* Task goal: Show every line of the records that contains the word "oval", and treat case as significant.

Records pointing to named objects:

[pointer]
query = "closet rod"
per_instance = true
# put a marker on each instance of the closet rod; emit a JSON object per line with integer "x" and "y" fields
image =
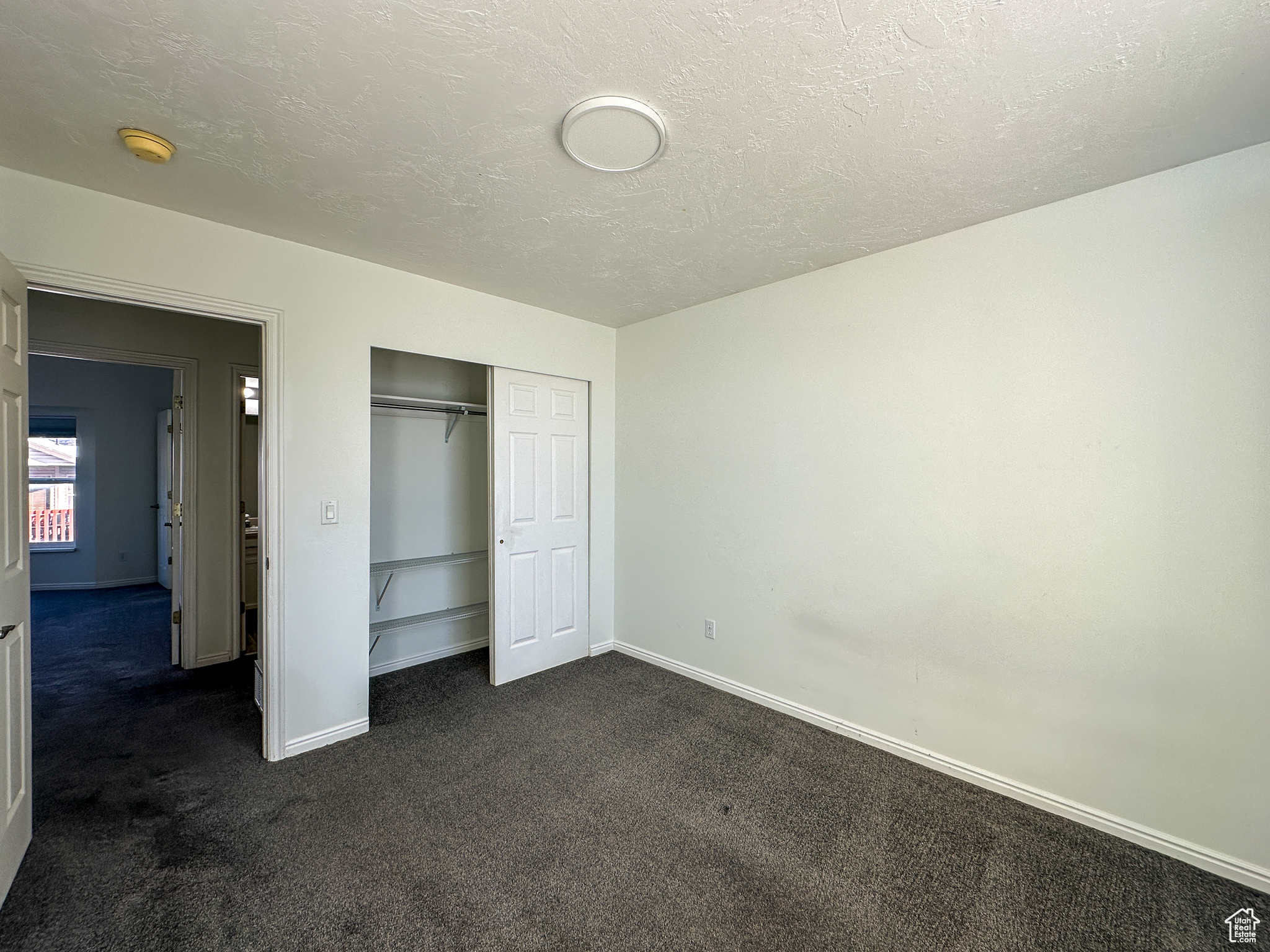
{"x": 403, "y": 564}
{"x": 390, "y": 400}
{"x": 454, "y": 412}
{"x": 447, "y": 615}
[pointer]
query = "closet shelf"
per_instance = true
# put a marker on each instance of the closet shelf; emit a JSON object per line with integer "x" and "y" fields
{"x": 447, "y": 615}
{"x": 403, "y": 564}
{"x": 427, "y": 404}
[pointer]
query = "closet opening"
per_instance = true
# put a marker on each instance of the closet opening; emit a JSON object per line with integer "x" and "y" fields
{"x": 479, "y": 514}
{"x": 430, "y": 521}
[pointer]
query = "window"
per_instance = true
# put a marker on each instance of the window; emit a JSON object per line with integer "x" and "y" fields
{"x": 251, "y": 395}
{"x": 51, "y": 451}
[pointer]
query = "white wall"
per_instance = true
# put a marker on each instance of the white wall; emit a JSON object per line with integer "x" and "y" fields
{"x": 115, "y": 407}
{"x": 429, "y": 498}
{"x": 335, "y": 309}
{"x": 1001, "y": 494}
{"x": 216, "y": 346}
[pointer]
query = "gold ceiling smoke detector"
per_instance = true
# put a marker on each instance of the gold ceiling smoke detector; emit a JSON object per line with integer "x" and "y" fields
{"x": 148, "y": 145}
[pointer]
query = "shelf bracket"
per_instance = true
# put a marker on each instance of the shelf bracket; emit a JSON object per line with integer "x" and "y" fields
{"x": 454, "y": 419}
{"x": 379, "y": 598}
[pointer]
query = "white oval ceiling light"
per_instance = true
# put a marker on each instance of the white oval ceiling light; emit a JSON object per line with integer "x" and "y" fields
{"x": 614, "y": 134}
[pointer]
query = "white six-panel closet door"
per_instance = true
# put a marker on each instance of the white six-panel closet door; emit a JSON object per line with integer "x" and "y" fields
{"x": 540, "y": 526}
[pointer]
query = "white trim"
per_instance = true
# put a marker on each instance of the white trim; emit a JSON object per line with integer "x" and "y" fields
{"x": 435, "y": 654}
{"x": 321, "y": 739}
{"x": 1214, "y": 862}
{"x": 86, "y": 586}
{"x": 271, "y": 632}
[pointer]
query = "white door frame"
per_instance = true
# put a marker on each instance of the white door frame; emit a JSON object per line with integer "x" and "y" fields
{"x": 186, "y": 384}
{"x": 270, "y": 320}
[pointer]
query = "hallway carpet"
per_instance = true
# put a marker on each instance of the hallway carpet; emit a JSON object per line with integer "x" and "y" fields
{"x": 605, "y": 805}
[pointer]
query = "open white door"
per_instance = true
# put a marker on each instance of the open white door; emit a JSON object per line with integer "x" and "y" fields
{"x": 182, "y": 654}
{"x": 540, "y": 493}
{"x": 163, "y": 500}
{"x": 14, "y": 583}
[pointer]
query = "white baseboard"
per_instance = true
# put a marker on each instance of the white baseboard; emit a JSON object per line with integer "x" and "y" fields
{"x": 437, "y": 653}
{"x": 1220, "y": 863}
{"x": 87, "y": 586}
{"x": 321, "y": 739}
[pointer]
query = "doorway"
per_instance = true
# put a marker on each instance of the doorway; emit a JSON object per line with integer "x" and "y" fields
{"x": 195, "y": 446}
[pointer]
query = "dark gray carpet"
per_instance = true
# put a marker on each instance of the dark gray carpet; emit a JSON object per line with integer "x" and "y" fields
{"x": 606, "y": 805}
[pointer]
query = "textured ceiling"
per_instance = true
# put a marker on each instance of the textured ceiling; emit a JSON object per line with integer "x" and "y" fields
{"x": 425, "y": 135}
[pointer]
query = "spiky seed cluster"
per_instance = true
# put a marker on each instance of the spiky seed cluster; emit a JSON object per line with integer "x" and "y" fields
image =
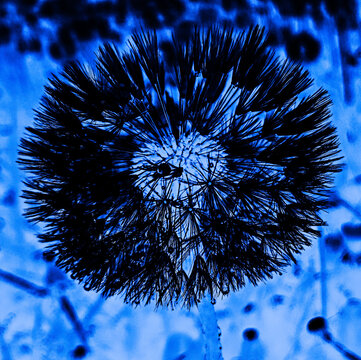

* Response below:
query = "white oval ceiling light"
# put a marker on each instance of the white oval ceiling light; emit a JSON object per line with integer "x" and "y" fields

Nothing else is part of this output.